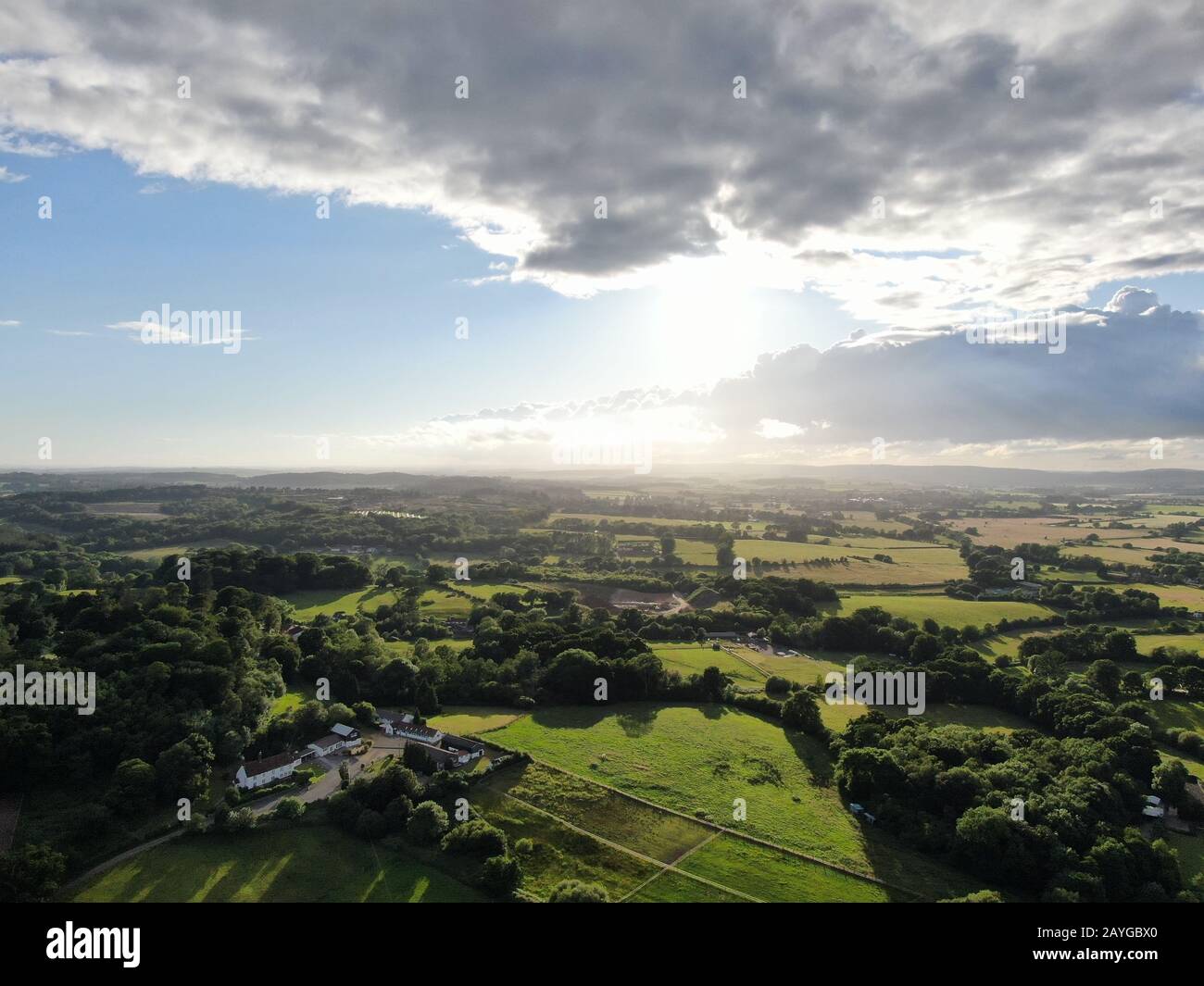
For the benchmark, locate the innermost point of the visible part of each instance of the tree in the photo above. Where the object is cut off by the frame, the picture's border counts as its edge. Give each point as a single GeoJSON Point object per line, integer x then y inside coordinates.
{"type": "Point", "coordinates": [799, 712]}
{"type": "Point", "coordinates": [1106, 676]}
{"type": "Point", "coordinates": [289, 809]}
{"type": "Point", "coordinates": [501, 876]}
{"type": "Point", "coordinates": [426, 825]}
{"type": "Point", "coordinates": [578, 892]}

# [WRITTEN PROBLEM]
Write out every line of the rows above as a numbered list, skipping blank lines. Leave the pictures out of your answer.

# [RESPONSE TO THE TASK]
1. For the benchmark, locate the innermost point of the visible part of each instance of the tree in the photo above. Where the object is cut off by the frame, the picture's border counts as its edge. Give each point as a single GeoJSON Point object per line, integer x then y inside coordinates.
2. {"type": "Point", "coordinates": [799, 712]}
3. {"type": "Point", "coordinates": [1106, 676]}
4. {"type": "Point", "coordinates": [289, 809]}
5. {"type": "Point", "coordinates": [501, 876]}
6. {"type": "Point", "coordinates": [426, 825]}
7. {"type": "Point", "coordinates": [578, 892]}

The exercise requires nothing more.